## RECORDS SHOWN
§ §

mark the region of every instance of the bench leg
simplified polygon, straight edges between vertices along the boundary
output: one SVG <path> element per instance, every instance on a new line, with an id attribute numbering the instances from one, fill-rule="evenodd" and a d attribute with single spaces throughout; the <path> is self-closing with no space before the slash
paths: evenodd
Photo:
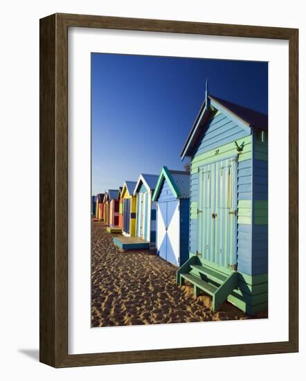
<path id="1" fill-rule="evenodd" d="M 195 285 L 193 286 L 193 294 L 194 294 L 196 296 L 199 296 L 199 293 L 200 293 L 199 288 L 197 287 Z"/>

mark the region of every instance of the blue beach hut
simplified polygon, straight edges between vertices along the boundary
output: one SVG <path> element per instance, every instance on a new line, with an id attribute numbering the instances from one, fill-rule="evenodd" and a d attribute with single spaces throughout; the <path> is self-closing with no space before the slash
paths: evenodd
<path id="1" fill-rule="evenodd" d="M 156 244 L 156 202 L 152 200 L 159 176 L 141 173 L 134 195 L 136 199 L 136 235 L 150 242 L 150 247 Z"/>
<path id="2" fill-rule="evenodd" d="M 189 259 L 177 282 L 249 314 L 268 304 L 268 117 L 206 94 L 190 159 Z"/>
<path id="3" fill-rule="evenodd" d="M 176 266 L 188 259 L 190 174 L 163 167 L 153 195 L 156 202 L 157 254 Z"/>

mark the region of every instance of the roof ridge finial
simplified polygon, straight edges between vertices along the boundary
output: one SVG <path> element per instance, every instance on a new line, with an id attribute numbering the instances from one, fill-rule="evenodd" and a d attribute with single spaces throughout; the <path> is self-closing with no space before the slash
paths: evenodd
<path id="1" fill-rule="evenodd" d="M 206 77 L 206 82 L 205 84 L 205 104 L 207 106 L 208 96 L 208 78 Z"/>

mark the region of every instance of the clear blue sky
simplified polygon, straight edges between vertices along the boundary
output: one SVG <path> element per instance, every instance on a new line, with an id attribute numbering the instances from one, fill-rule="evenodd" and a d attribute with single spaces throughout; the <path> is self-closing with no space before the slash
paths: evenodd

§ §

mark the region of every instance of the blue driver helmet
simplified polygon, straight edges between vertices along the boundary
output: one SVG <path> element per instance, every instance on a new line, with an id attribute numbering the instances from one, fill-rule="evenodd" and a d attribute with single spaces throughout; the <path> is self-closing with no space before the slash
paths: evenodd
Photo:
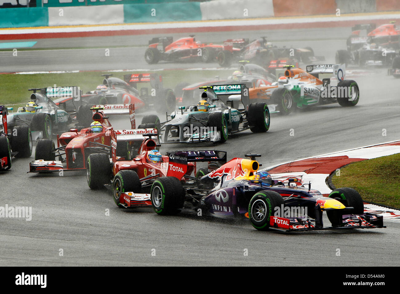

§ §

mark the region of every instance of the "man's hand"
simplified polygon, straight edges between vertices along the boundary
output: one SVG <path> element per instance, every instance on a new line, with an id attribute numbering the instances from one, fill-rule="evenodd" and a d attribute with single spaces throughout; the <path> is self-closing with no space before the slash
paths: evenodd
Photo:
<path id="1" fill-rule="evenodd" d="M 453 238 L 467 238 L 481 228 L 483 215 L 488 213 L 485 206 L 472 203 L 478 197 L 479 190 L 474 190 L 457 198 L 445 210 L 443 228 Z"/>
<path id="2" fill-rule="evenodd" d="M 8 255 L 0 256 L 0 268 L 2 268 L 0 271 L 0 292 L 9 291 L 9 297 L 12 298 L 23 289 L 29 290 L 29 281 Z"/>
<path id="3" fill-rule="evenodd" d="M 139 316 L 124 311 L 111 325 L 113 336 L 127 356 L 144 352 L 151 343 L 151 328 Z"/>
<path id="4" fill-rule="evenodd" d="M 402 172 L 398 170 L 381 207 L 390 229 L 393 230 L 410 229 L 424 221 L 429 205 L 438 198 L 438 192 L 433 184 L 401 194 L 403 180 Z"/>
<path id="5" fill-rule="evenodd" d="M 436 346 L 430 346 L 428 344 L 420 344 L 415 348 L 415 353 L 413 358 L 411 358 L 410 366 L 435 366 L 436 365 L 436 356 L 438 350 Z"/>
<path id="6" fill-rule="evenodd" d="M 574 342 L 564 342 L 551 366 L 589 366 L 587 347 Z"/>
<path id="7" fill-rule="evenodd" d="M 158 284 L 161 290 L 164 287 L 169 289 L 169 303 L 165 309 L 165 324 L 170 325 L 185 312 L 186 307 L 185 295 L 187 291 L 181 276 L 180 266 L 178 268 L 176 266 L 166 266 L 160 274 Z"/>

§ §

## TASK DIRECTIONS
Give back only the lines starting at the one containing "mark the region of every instance of the blue beach" and ending at the one containing "206 77 L 206", with "simplified" replaced by "coarse" and nothing else changed.

## COMPLETE ANSWER
mark the region of every instance of the blue beach hut
coarse polygon, straight edges between vertices along the boundary
output: one SVG <path> element per instance, every instance on a new line, with an id attribute numbering the instances from one, fill-rule="evenodd" and a d attribute with single spaces throughout; the <path> is self-closing with no space before the slash
paths: evenodd
<path id="1" fill-rule="evenodd" d="M 156 244 L 156 202 L 152 200 L 159 176 L 141 173 L 134 195 L 136 199 L 136 235 L 150 242 L 150 247 Z"/>
<path id="2" fill-rule="evenodd" d="M 189 259 L 177 282 L 249 314 L 268 304 L 268 117 L 206 94 L 190 159 Z"/>
<path id="3" fill-rule="evenodd" d="M 176 266 L 188 259 L 190 174 L 163 167 L 153 195 L 156 202 L 157 254 Z"/>

mark the region of every instance of the roof ridge finial
coarse polygon, straight edges between vertices along the boundary
output: one SVG <path> element per instance, every instance on a new line, with an id attribute numbering the instances from one, fill-rule="evenodd" and a d attribute with single spaces throughout; the <path> is self-closing with no space before the slash
paths: evenodd
<path id="1" fill-rule="evenodd" d="M 206 77 L 206 82 L 205 84 L 205 104 L 207 106 L 208 96 L 208 78 Z"/>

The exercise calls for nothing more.